►

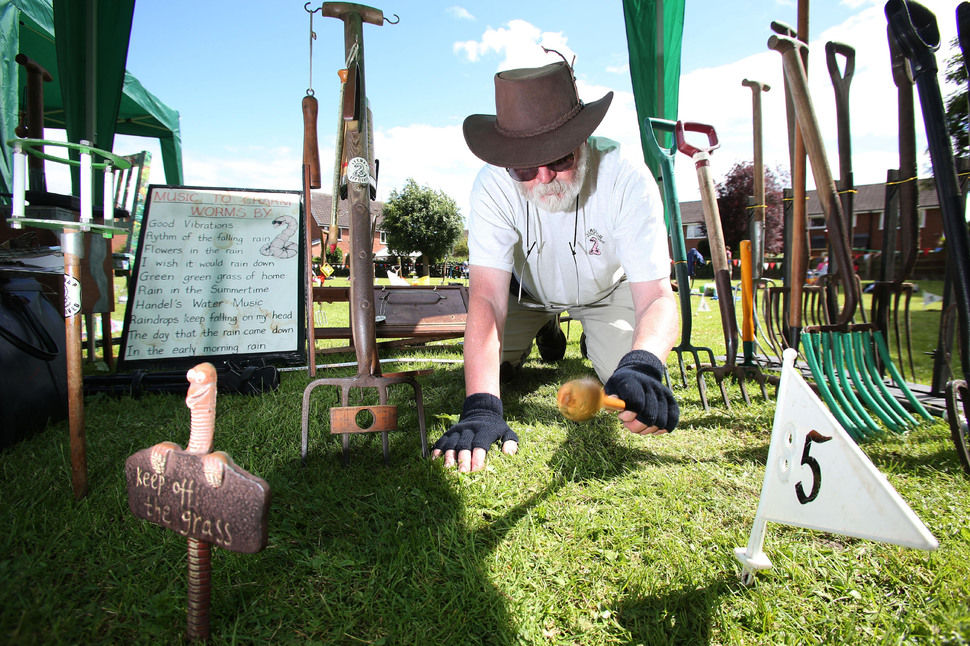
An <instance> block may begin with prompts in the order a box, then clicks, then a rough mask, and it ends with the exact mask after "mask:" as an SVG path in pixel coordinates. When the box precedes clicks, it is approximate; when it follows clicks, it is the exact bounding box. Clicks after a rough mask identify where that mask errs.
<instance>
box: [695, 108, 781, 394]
mask: <svg viewBox="0 0 970 646" xmlns="http://www.w3.org/2000/svg"><path fill="white" fill-rule="evenodd" d="M687 132H696V133H701V134H704V135H706V136H707V140H708V145H707V146H703V147H699V146H695V145H693V144H690V143H688V142H687V139H686V133H687ZM676 134H677V148H678V149H679V150H680V152H682V153H684V154H685V155H687V156H688V157H690V158H691V159H692V160H693V161H694V167H695V168H696V169H697V181H698V184H699V186H700V191H701V206H702V207H703V210H704V223H705V226H706V228H707V237H708V241H709V242H710V246H711V262H712V263H713V265H714V283H715V290H716V292H717V299H718V309H719V310H720V313H721V327H722V329H723V331H724V346H725V358H724V365H723V366H715V365H710V366H702V367H700V368H698V370H697V389H698V391H699V392H700V396H701V403H702V404H703V405H704V409H705V410H710V406H709V404H708V401H707V385H706V383H705V382H704V373H706V372H710V373H712V374H713V375H714V380H715V381H716V382H717V385H718V387H719V388H720V389H721V397H722V398H723V399H724V405H725V407H727V409H728V410H730V409H731V400H730V399H728V395H727V389H726V388H725V385H724V378H725V377H726V376H729V375H733V376H734V377H735V378H736V379H737V381H738V385H739V386H740V388H741V396H742V397H743V398H744V402H745V403H746V404H750V403H751V399H750V397H749V396H748V389H747V385H746V384H745V380H746V379H748V378H754V379H755V380H757V381H758V383H759V385H760V386H761V392H762V395H764V396H765V398H766V399H767V396H768V395H767V392H766V391H765V379H764V375H763V374H762V373H761V370H760V368H758V367H757V366H739V365H737V354H738V322H737V316H736V314H735V312H734V292H733V290H732V288H731V266H730V265H729V264H728V259H727V248H726V247H725V245H724V234H723V232H722V231H721V216H720V212H719V210H718V207H717V197H716V195H715V190H714V178H713V176H712V175H711V163H710V158H711V153H712V152H713V151H714V150H716V149H717V147H718V146H719V144H718V141H717V133H716V132H715V130H714V126H710V125H707V124H700V123H684V122H683V121H678V122H677V130H676Z"/></svg>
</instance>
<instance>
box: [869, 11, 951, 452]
mask: <svg viewBox="0 0 970 646" xmlns="http://www.w3.org/2000/svg"><path fill="white" fill-rule="evenodd" d="M966 5H967V3H961V5H960V7H958V9H957V27H958V29H959V32H960V45H961V47H964V45H965V43H966V42H967V39H968V37H970V16H968V12H970V8H968V7H966ZM885 10H886V18H887V20H888V22H889V29H890V35H891V37H892V38H895V39H896V42H897V43H898V45H899V48H900V50H901V51H902V52H903V55H904V56H906V58H907V59H908V60H909V62H910V65H911V66H912V68H913V78H914V80H915V82H916V89H917V90H918V91H919V99H920V107H921V108H922V111H923V123H924V125H925V127H926V141H927V144H928V145H929V149H930V160H931V161H932V163H933V176H934V178H935V180H936V191H937V194H938V196H939V199H940V207H941V209H942V211H943V233H944V234H945V235H946V246H947V262H948V263H949V264H951V265H952V267H953V269H954V272H953V277H954V281H953V282H954V292H955V295H956V300H957V309H958V314H959V332H960V359H961V361H962V363H963V379H962V380H955V381H952V382H950V383H949V384H948V385H947V400H948V406H947V409H948V410H947V412H948V416H949V417H950V426H951V428H952V429H953V436H954V437H953V439H954V442H955V444H956V447H957V453H958V454H959V455H960V457H961V459H962V460H963V461H964V467H966V468H967V469H968V471H970V461H968V458H970V456H968V452H967V439H966V420H967V381H970V236H968V234H967V223H966V219H965V217H964V212H963V199H962V196H961V195H960V190H959V184H958V182H957V174H956V164H955V163H954V160H953V149H952V148H951V146H950V137H949V133H948V132H947V128H946V112H945V110H944V108H943V99H942V96H941V93H940V82H939V79H938V78H937V75H938V72H939V68H938V67H937V64H936V55H935V53H934V52H935V51H936V50H937V49H938V48H939V46H940V31H939V27H938V26H937V22H936V16H934V15H933V13H932V12H931V11H930V10H928V9H927V8H926V7H924V6H922V5H920V4H917V3H915V2H905V1H903V0H889V2H887V3H886V9H885ZM963 51H964V62H966V58H965V57H966V55H967V53H968V50H967V49H966V48H965V49H964V50H963ZM958 397H959V398H962V400H963V415H962V418H961V416H960V415H959V407H958V406H957V405H956V399H957V398H958Z"/></svg>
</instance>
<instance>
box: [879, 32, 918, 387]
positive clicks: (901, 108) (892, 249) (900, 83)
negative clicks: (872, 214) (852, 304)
mask: <svg viewBox="0 0 970 646" xmlns="http://www.w3.org/2000/svg"><path fill="white" fill-rule="evenodd" d="M889 55H890V60H891V63H892V74H893V83H894V84H895V85H896V94H897V104H898V113H899V119H898V121H899V169H889V170H888V171H887V173H886V201H885V208H884V210H883V213H884V226H883V245H882V259H881V262H880V266H879V280H877V281H876V282H875V283H874V284H873V292H872V308H871V312H872V315H871V318H872V321H873V323H875V324H876V326H878V328H879V329H880V330H882V332H883V334H884V335H885V337H886V339H887V340H888V339H889V337H890V331H894V332H895V339H896V356H897V358H898V359H899V363H900V373H901V374H902V375H903V377H904V378H905V376H906V375H905V372H904V371H903V349H902V344H903V341H904V340H905V346H906V354H907V356H908V358H909V369H910V374H911V375H912V374H914V371H915V368H914V364H913V337H912V320H911V317H910V303H911V301H912V298H913V289H914V286H913V284H912V283H909V282H905V281H906V280H907V279H908V278H909V277H910V275H911V274H912V272H913V269H914V267H915V266H916V257H917V253H918V239H919V222H918V217H917V216H918V209H919V190H918V187H917V184H916V182H917V177H916V125H915V124H916V121H915V111H914V109H913V99H914V97H913V72H912V70H911V69H910V65H909V61H908V60H906V57H905V56H903V53H902V52H901V51H900V50H899V45H898V44H897V43H896V41H895V39H893V38H892V35H891V34H889ZM897 225H898V228H899V243H900V245H899V246H900V247H901V249H902V260H901V262H900V264H899V268H898V269H896V246H897V241H896V229H897ZM904 298H905V301H903V300H902V299H904ZM890 301H892V303H893V307H892V317H890ZM901 302H904V303H905V305H904V310H903V317H904V319H905V328H903V330H901V326H900V303H901ZM890 318H891V320H890ZM903 332H904V333H905V334H904V333H903Z"/></svg>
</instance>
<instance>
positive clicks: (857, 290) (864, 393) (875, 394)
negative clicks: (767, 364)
mask: <svg viewBox="0 0 970 646" xmlns="http://www.w3.org/2000/svg"><path fill="white" fill-rule="evenodd" d="M768 46H769V48H771V49H774V50H776V51H778V52H779V53H780V54H781V55H782V60H783V63H784V71H785V78H786V80H787V81H788V83H789V86H790V87H791V91H792V97H793V99H794V102H795V114H796V117H797V119H798V125H799V127H800V129H801V132H802V135H803V138H804V142H805V148H806V151H807V154H808V157H809V159H810V161H811V166H812V174H813V177H814V180H815V186H816V189H817V192H818V196H819V201H820V202H821V205H822V210H823V212H824V213H825V221H826V226H827V228H828V232H829V240H830V242H831V244H832V257H831V259H830V262H831V263H832V264H834V271H835V273H836V274H837V276H838V280H839V281H840V283H841V285H842V288H843V294H844V302H843V305H842V308H841V311H840V312H839V313H838V317H837V319H836V320H835V321H833V322H831V323H830V324H828V325H820V326H811V327H808V328H806V329H805V330H804V331H803V333H802V334H801V340H802V343H803V344H804V346H805V347H804V354H805V358H806V360H807V361H808V364H809V368H810V369H811V371H812V376H813V377H814V379H815V381H816V383H817V385H818V387H819V391H820V393H821V395H822V397H823V399H824V400H825V402H826V404H827V405H828V406H829V408H830V409H831V410H832V413H833V414H834V415H835V416H836V418H837V419H838V420H839V422H840V423H841V424H842V425H843V426H844V427H845V428H846V430H847V431H849V433H850V434H852V436H853V437H854V438H855V439H857V440H859V439H865V438H870V437H874V436H875V435H877V434H878V433H880V432H881V428H880V426H879V425H878V424H877V423H876V422H875V421H874V420H873V419H872V417H871V416H870V415H869V414H868V412H867V411H866V408H865V407H864V406H863V405H862V402H861V401H860V399H859V398H860V397H861V398H862V400H864V401H865V403H866V405H867V406H868V407H869V408H870V409H871V410H872V411H873V412H874V413H875V414H876V415H877V416H878V417H880V419H882V421H883V422H884V423H885V424H886V426H887V427H889V428H891V429H893V430H901V429H902V428H903V427H904V426H906V425H908V424H915V421H916V420H915V419H914V418H913V417H912V416H911V415H909V413H907V412H906V411H905V409H903V408H902V406H901V405H900V404H899V403H898V402H896V401H895V399H894V398H893V397H892V396H891V395H890V394H889V392H888V389H887V388H886V386H885V384H883V382H882V379H881V377H880V375H879V374H878V370H877V367H876V363H875V357H874V353H873V350H872V348H873V346H874V345H875V346H876V347H877V348H878V349H879V354H880V357H881V358H882V359H883V361H884V363H885V364H886V365H887V368H889V369H890V372H892V373H893V377H894V380H895V381H896V383H897V386H898V387H899V389H900V390H901V391H903V393H904V394H905V395H906V396H907V399H908V400H909V401H910V404H911V405H912V406H913V407H914V408H915V409H916V410H917V411H919V412H920V413H921V414H925V416H926V417H929V414H928V413H926V411H925V409H923V407H922V405H921V404H920V403H919V402H918V401H917V400H916V398H915V396H913V394H912V392H910V391H909V389H908V387H907V386H906V383H905V382H904V381H902V379H901V378H900V377H899V374H898V371H896V370H895V367H894V366H892V362H891V360H888V350H887V349H886V346H885V342H883V341H882V335H881V333H880V332H879V331H878V330H874V329H873V328H874V326H871V325H852V317H853V315H854V313H855V310H856V307H857V305H858V302H859V289H858V282H857V280H856V278H855V274H854V272H853V265H852V258H851V256H850V254H849V246H848V226H847V223H846V220H845V217H844V214H843V212H842V206H841V203H840V201H839V199H838V192H837V191H836V188H835V182H834V180H833V179H832V175H831V171H830V170H829V166H828V161H827V158H826V155H825V149H824V147H823V145H822V137H821V132H820V130H819V127H818V121H817V120H816V118H815V111H814V108H813V106H812V102H811V97H810V95H809V92H808V83H807V79H806V75H805V68H804V63H803V59H802V56H801V53H800V50H801V49H802V48H804V44H803V43H801V42H799V41H797V40H794V39H792V38H787V37H783V36H772V37H771V38H770V39H769V41H768ZM863 336H865V337H866V341H867V342H866V343H865V344H864V343H863ZM853 385H854V386H855V389H856V390H853ZM857 393H858V394H857Z"/></svg>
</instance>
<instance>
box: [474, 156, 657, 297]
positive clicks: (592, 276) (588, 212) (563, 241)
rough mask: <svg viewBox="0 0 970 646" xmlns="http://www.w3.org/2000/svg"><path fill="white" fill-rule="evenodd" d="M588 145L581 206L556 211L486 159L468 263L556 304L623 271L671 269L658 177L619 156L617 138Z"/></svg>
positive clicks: (611, 283) (656, 277)
mask: <svg viewBox="0 0 970 646" xmlns="http://www.w3.org/2000/svg"><path fill="white" fill-rule="evenodd" d="M587 150H588V151H589V162H588V169H589V170H588V172H587V175H586V180H585V182H584V184H583V188H582V190H581V191H580V194H579V202H578V207H575V206H574V207H573V208H570V209H568V210H567V211H565V212H561V213H551V212H548V211H542V210H540V209H539V208H537V207H536V205H535V204H527V203H526V200H525V198H524V197H522V195H521V194H520V193H519V191H518V190H517V189H516V186H515V184H516V182H515V180H513V179H512V178H511V177H509V174H508V172H507V171H506V170H505V169H504V168H500V167H497V166H491V165H488V166H485V167H484V168H483V169H482V170H481V172H479V174H478V177H476V178H475V183H474V185H473V186H472V193H471V214H470V216H469V218H468V232H469V233H468V252H469V262H470V264H472V265H478V266H483V267H491V268H494V269H503V270H505V271H510V272H512V274H513V275H514V276H515V278H517V279H518V280H519V281H520V283H521V284H522V287H523V288H524V290H525V292H527V293H528V294H530V295H531V296H532V297H533V298H534V299H536V300H537V301H538V302H539V303H542V304H544V305H547V306H554V307H555V306H559V307H568V306H570V305H589V304H592V303H595V302H597V301H599V300H600V299H602V298H604V297H605V296H607V295H609V294H610V292H612V291H613V289H614V288H615V286H616V285H617V284H618V283H619V282H620V280H621V279H622V278H623V276H624V275H625V276H626V277H627V279H628V280H630V281H631V282H642V281H647V280H656V279H659V278H663V277H664V276H669V275H670V253H669V251H668V248H667V231H666V227H665V225H664V218H663V202H662V201H661V199H660V191H659V190H658V188H657V184H656V182H655V181H654V180H653V179H652V178H651V177H650V176H649V174H647V173H646V172H644V171H643V170H642V169H639V168H637V167H635V166H634V165H633V164H631V163H630V162H628V161H626V160H625V159H623V158H622V157H621V156H620V146H619V144H618V143H616V142H615V141H611V140H609V139H605V138H603V137H590V139H589V141H588V146H587ZM573 250H575V252H574V251H573Z"/></svg>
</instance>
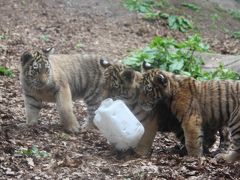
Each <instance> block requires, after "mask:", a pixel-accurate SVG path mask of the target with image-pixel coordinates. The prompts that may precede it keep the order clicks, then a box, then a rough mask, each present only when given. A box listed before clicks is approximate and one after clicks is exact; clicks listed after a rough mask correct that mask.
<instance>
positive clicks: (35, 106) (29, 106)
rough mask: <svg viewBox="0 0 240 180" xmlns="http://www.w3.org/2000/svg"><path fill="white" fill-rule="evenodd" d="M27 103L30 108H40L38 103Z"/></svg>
mask: <svg viewBox="0 0 240 180" xmlns="http://www.w3.org/2000/svg"><path fill="white" fill-rule="evenodd" d="M28 105H30V106H29V107H30V108H31V109H32V108H34V109H38V110H40V109H41V106H38V105H35V104H30V103H28Z"/></svg>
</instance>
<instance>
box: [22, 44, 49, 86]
mask: <svg viewBox="0 0 240 180" xmlns="http://www.w3.org/2000/svg"><path fill="white" fill-rule="evenodd" d="M52 51H53V49H52V48H49V49H46V50H42V51H35V52H34V53H33V54H31V53H30V52H28V51H26V52H24V53H23V55H22V56H21V68H22V76H23V77H24V79H25V81H26V83H27V84H28V85H30V87H31V88H35V89H41V88H43V87H44V86H45V85H46V84H47V83H48V81H49V77H50V73H51V65H50V62H49V54H50V53H51V52H52Z"/></svg>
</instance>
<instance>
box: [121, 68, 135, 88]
mask: <svg viewBox="0 0 240 180" xmlns="http://www.w3.org/2000/svg"><path fill="white" fill-rule="evenodd" d="M121 78H122V80H123V81H124V82H125V83H126V84H127V85H131V84H132V83H133V81H134V78H135V72H134V70H132V69H126V70H124V71H123V72H122V74H121Z"/></svg>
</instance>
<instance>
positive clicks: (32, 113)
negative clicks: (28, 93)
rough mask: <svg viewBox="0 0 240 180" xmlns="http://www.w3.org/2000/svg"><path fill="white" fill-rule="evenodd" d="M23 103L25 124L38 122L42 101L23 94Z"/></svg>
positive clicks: (34, 97)
mask: <svg viewBox="0 0 240 180" xmlns="http://www.w3.org/2000/svg"><path fill="white" fill-rule="evenodd" d="M24 105H25V111H26V118H27V125H36V124H37V123H38V119H39V112H40V110H41V107H42V102H41V101H40V100H38V99H36V98H35V97H33V96H29V95H24Z"/></svg>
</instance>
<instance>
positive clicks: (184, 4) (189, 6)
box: [182, 3, 201, 11]
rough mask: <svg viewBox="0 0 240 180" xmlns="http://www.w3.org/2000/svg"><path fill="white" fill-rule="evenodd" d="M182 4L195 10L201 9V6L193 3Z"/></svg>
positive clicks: (192, 9)
mask: <svg viewBox="0 0 240 180" xmlns="http://www.w3.org/2000/svg"><path fill="white" fill-rule="evenodd" d="M182 6H184V7H187V8H188V9H191V10H193V11H198V10H199V9H201V8H200V7H199V6H197V5H196V4H193V3H182Z"/></svg>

◄

## PROBLEM DETAILS
Your answer must be the line that contains "4L195 10L201 9V6L193" and every line after it to the end of the records, reproduced exactly.

## ANSWER SECTION
rough mask: <svg viewBox="0 0 240 180" xmlns="http://www.w3.org/2000/svg"><path fill="white" fill-rule="evenodd" d="M182 4L195 10L201 9V6L193 3Z"/></svg>
positive clicks: (192, 9)
mask: <svg viewBox="0 0 240 180" xmlns="http://www.w3.org/2000/svg"><path fill="white" fill-rule="evenodd" d="M182 6H184V7H187V8H188V9H191V10H193V11H198V10H199V9H201V8H200V7H199V6H197V5H196V4H193V3H182Z"/></svg>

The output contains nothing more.